───── Makale
Kusurlu topukları ve mahvolmuş sırtı, zamanında Bird'ün ezdiği Kelly Tripuckas
ve Kiki Vandeweghes'i 3 yavaşça
demode hale getiren yeni atletik forvet dalgası yüzünden zavallı Bird sakat
vücudunu sahada zorla taşıyabiliyordu. Yaptığı şey tamamen hafıza ve
adrenalinle oynamaktı. Son iki sezonu '91 ve '92'de hastanede sırtını
dinlendirmek için 3-4 hafta yatar ve daha sonra hiçbir şey olmamış gibi 4 yine hantal bir sırt desteğiyle geri dönerdi
ve her zaman olduğu gibi ESPN Classic özgeçmişine bir maç daha eklerdi. '91
yılında Pacers'a karşı oynadığı 5. maçta kafasını yere vurması, daha sonra
Willis Reed gibi geri dönmesi ve Celtics'e maçı kazandırması gibi. Veya ulusal
kanalda, seyircinin o maçı uzatan üçlüğü sokmadan önce "Lar-ree!
──────────
───── Liste
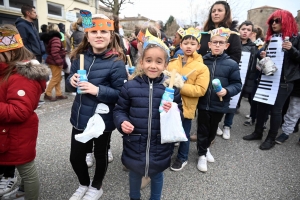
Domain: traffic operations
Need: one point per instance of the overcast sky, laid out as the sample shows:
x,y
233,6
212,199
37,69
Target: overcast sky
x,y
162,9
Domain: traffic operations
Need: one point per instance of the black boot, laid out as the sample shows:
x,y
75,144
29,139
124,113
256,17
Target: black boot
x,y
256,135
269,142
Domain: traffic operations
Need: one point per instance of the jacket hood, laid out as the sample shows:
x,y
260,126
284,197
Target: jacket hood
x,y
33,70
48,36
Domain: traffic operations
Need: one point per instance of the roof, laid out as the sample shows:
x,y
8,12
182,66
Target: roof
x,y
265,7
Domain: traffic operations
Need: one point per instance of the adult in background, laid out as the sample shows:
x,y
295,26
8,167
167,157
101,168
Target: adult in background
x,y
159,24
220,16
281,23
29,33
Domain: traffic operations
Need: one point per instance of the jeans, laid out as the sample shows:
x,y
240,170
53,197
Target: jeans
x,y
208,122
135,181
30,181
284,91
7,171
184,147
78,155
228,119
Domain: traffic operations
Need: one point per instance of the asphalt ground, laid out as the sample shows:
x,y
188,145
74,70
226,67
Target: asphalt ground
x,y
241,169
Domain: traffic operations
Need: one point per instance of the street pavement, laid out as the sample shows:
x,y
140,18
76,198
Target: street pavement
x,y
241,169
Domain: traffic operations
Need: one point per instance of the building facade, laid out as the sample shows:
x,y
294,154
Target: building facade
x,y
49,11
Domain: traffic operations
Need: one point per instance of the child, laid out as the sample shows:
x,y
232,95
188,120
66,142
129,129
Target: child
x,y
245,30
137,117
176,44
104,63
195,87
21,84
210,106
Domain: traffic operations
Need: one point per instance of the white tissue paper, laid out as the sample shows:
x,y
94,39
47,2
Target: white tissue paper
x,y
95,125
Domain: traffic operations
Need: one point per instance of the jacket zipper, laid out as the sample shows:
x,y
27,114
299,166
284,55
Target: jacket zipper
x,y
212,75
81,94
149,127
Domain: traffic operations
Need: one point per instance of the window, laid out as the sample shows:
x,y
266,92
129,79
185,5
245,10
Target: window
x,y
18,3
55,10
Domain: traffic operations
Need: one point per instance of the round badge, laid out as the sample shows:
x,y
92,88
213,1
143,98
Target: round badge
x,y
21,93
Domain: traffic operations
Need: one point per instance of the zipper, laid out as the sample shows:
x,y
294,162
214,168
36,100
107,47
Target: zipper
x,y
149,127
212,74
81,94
──────────
───── Liste
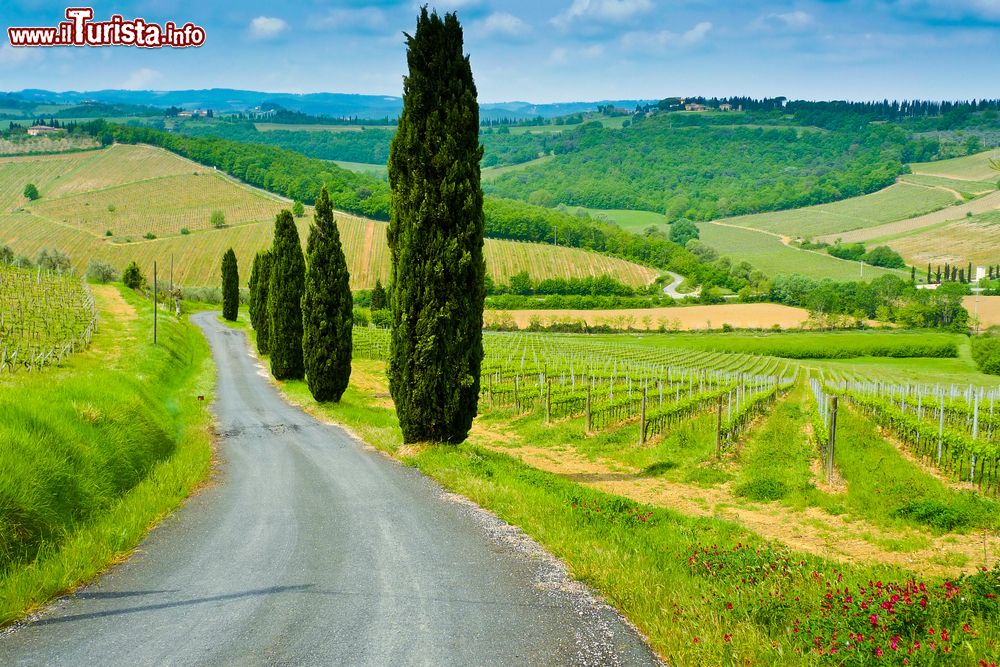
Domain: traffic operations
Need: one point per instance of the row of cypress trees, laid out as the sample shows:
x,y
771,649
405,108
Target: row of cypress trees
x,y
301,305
──────────
## Yapılacak İş
Bird hakkındaki makaleye göre şu ifadelerin her biri için evet ya da hayır deyin ve kararı belirleyen sözcükleri makaleden aynen alıntılayın: (a) Bird son iki sezonunda sırtını dinlendirmek için hastanede 3-4 hafta yatardı. (b) Bird sahaya döndüğünde artık sırt desteği kullanmıyordu. (c) '91'de Pacers'a karşı oynanan 5. maçta Celtics maçı kaybetti. Bu liste, makalenin konusuyla ilgili değildir.

## Yanıt
(a) Evet: "Son iki sezonu '91 ve '92'de hastanede sırtını dinlendirmek için 3-4 hafta yatar"
(b) Hayır: "yine hantal bir sırt desteğiyle geri dönerdi"
(c) Hayır: "Celtics'e maçı kazandırması"